_Things to do_
A – In the essay on the "Everyone Sucks" fallacy, which two characters in The Last of Us are named as the exceptions to the game's unsympathetic cast?
B – Pick up the essay on the "Everyone Sucks" fallacy in zombie fiction after its final sentence and carry it forward.

_Given passage_
------

Again, I’m not accusing Naughty Dog plagiarism, but some of the stuff feels overly familiar.

The “Everyone Sucks” fallacy

This is another complaint you can make about almost — almost — every piece of zombie/post-apocalyptic fiction: that everyone, except the very small number of people on which the story is focalized, absolutely sucks. They give in to the worst of human behavior: murder, theft, rape, backstabbing, cowardice, etc, etc… So many movies and shows illustrate this: 28 Days/Weeks Later, The Land of the Dead, The Walking Dead, Blindness, and, yes, The Road. The list goes on, and it includes The Last of Us. Nearly every character in the game, aside from Ellie and Joel, is unsympathetic (and even that is debatable).


I didn’t like the character Dale in The Walking Dead. I found him preachy and irritating. Then I got into an argument with a friend who pointed out the issue with these types of stories: we’re conditioned to expect everyone onscreen to be at least, let’s say, ⅓ evil. (E.g. The Walking Dead’s Rick better make some brutal decisions or else he can’t be the hero.) In reality, if the apocalypse came, there would probably more people like Dale, people who wanted to help and create a sense of stability. In my opinion, There would almost certainly be more Dales than Shanes.

------

_Point-per-instance localization data_

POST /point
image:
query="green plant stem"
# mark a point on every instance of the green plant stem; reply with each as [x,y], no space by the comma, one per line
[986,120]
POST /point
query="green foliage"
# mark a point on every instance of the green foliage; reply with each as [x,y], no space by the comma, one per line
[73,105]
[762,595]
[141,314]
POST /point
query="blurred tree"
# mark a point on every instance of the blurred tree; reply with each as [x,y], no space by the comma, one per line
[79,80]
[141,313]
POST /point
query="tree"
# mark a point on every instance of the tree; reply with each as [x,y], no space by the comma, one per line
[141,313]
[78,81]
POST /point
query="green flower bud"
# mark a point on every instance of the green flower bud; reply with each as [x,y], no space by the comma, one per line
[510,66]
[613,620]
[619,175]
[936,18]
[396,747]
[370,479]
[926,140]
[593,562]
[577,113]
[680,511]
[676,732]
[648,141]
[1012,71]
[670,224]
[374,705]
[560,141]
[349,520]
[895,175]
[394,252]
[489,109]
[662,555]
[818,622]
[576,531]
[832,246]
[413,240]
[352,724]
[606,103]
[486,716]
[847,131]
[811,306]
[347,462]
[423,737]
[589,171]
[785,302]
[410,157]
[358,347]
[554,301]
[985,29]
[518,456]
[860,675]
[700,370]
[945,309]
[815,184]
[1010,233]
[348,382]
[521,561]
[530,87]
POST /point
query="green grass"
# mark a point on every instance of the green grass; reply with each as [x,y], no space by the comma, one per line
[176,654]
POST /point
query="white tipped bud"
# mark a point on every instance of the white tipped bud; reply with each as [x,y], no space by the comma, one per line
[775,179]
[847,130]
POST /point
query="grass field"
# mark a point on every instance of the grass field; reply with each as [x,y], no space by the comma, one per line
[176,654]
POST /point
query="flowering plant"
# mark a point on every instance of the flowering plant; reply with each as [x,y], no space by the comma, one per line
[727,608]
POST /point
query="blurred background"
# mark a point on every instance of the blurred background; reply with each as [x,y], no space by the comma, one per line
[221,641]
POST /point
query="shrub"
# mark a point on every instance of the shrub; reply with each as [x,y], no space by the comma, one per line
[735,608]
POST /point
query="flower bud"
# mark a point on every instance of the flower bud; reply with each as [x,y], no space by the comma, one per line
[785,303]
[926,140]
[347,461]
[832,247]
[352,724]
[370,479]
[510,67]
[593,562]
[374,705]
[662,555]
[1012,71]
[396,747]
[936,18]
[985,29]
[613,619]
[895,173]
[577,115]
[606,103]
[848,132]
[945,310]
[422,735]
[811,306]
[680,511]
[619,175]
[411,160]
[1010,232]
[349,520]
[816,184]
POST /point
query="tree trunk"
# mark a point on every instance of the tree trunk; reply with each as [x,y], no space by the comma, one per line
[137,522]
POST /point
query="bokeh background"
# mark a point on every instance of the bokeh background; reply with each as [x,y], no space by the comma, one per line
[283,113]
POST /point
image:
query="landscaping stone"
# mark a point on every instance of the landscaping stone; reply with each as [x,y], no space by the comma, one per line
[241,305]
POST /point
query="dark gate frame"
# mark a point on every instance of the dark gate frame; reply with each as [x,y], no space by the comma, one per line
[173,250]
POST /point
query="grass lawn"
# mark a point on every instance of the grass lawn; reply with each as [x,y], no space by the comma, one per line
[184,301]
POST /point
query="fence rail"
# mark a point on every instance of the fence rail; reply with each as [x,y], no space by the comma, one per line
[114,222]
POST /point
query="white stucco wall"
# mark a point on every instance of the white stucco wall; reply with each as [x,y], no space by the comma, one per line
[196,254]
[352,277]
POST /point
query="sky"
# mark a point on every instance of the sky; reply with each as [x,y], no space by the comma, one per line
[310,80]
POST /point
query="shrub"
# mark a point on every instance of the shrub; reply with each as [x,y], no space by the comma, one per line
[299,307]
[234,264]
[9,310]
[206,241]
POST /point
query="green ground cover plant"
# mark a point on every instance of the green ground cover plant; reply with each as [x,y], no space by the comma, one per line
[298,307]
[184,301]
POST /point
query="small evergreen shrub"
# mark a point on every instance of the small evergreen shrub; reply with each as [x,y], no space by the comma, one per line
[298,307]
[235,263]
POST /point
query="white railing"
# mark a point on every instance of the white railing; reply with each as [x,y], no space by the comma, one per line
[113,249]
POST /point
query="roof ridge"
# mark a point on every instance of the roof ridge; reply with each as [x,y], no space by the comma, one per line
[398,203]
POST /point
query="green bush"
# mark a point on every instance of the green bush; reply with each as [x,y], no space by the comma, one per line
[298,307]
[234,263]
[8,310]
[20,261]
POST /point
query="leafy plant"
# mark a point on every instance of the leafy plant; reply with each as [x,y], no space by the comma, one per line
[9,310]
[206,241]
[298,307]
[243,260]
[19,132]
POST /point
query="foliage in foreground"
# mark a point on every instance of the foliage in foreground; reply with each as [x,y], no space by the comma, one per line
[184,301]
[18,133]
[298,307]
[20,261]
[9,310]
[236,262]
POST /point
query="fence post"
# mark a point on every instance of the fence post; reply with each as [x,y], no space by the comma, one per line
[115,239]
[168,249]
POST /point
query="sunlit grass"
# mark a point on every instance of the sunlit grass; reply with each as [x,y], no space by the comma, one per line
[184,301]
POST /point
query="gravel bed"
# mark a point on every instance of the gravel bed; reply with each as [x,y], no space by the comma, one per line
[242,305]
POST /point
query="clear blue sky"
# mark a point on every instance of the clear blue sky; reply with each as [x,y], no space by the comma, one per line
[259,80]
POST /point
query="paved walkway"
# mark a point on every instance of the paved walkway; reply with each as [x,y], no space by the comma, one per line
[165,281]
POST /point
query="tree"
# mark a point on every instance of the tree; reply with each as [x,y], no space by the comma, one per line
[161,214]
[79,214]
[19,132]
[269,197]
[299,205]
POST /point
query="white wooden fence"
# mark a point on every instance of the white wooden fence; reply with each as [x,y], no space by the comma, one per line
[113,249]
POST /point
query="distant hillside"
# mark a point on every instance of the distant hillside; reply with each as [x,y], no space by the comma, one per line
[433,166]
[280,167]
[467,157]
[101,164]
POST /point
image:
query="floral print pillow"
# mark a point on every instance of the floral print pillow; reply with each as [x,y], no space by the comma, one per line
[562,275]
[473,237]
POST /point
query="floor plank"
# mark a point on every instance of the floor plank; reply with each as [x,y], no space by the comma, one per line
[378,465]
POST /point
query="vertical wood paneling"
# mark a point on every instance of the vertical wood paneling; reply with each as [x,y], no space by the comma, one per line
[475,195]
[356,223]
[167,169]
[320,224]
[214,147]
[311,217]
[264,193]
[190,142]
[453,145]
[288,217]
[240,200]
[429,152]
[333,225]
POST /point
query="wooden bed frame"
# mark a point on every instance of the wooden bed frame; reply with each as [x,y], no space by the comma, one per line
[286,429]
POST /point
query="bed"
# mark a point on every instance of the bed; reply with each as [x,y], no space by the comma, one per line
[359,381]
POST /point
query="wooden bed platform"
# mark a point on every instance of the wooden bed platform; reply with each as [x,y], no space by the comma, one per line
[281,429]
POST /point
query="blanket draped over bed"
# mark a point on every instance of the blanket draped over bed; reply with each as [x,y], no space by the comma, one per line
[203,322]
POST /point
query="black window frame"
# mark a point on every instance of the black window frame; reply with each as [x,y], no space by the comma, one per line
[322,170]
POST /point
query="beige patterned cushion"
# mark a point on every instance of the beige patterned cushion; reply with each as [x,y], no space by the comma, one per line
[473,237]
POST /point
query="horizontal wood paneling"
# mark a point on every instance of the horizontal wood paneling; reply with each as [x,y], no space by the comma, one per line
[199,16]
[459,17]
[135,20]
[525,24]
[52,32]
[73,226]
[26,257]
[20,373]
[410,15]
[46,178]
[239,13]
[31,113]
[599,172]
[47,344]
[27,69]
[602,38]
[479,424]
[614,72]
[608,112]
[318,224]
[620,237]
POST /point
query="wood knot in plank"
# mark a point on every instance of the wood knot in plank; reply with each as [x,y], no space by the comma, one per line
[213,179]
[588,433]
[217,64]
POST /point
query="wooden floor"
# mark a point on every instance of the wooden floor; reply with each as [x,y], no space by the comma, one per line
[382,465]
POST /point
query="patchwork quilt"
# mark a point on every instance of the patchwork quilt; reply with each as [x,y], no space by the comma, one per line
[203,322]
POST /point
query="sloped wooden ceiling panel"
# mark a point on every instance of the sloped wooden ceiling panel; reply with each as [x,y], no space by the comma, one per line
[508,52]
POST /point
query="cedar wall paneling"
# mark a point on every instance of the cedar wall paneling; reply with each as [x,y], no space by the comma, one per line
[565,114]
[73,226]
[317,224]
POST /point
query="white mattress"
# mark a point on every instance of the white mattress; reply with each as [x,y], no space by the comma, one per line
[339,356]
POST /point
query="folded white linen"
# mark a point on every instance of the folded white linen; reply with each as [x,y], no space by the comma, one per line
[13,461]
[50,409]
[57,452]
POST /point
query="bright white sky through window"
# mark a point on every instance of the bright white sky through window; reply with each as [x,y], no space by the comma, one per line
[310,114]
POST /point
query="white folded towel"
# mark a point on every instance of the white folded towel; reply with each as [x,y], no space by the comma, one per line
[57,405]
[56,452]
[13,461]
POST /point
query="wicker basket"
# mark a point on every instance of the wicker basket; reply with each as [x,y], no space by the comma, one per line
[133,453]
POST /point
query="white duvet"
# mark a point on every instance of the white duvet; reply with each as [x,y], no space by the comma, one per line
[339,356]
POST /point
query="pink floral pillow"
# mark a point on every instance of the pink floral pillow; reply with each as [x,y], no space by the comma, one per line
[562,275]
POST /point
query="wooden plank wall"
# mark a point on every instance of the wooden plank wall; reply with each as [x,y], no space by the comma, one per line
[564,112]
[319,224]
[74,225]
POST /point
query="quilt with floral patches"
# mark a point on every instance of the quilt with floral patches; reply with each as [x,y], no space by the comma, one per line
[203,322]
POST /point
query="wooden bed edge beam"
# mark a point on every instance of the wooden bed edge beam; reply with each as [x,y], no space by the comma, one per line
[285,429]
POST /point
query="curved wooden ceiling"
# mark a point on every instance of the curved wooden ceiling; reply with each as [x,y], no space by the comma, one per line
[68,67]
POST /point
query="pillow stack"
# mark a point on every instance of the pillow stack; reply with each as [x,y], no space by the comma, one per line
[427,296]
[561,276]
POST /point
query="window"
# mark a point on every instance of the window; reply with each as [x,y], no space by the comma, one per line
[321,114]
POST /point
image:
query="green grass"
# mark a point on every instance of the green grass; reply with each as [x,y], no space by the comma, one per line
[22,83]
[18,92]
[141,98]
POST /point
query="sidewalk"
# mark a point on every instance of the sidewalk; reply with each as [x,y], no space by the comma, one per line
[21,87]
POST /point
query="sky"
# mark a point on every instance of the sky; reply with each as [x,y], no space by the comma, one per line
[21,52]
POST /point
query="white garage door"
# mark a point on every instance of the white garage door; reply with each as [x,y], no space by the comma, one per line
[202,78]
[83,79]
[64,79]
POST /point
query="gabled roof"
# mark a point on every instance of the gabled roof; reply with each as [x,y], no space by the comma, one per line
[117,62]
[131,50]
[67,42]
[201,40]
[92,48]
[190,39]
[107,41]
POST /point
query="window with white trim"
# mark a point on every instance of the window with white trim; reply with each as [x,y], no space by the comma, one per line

------

_Replies_
A – Ellie and Joel.

B –
As I said, this is not a complaint strictly about The Last of Us, but it would have been nice to see them break the mold. So why does it still work? I was frustrated from time to time as I was playing it, but I still found myself wrapped up in the world and seriously moved by the finale. There are two key ways, I believe, that Naughty Dog transcends the issues in The Last of Us.

Ellie and Joel’s relationship

A lot has been written about the relationship between the game’s two protagonists. Tight writing and phenomenal voice acting from Troy Baker and Ashley Johnson make the characters come to life in a way few games have managed. But what really makes it shine is that their relationship is always front and center — even when it’s not.

Everything about the game informs their relationship. From the opening scene — Joel losing his daughter by blood not to a zombie, but to a bullet — to the various relationships formed and/or rediscovered along the way: Bill and Tess illustrate both sides of what it means to lose a loved one; Tommy is there to emphasize the importance of family, especially in times of dire need; and Marlene expresses the third party perspective of the games climatic decision — just how difficult it would be to sacrifice an innocent, even one you don’t know, for the greater good.

There are no extraneous characters just there to get shot. I’d say about half of them, in fact, survive. The Last of Us does a great job in not exploiting its emotional connections, and instead builds them toward a difficult ending.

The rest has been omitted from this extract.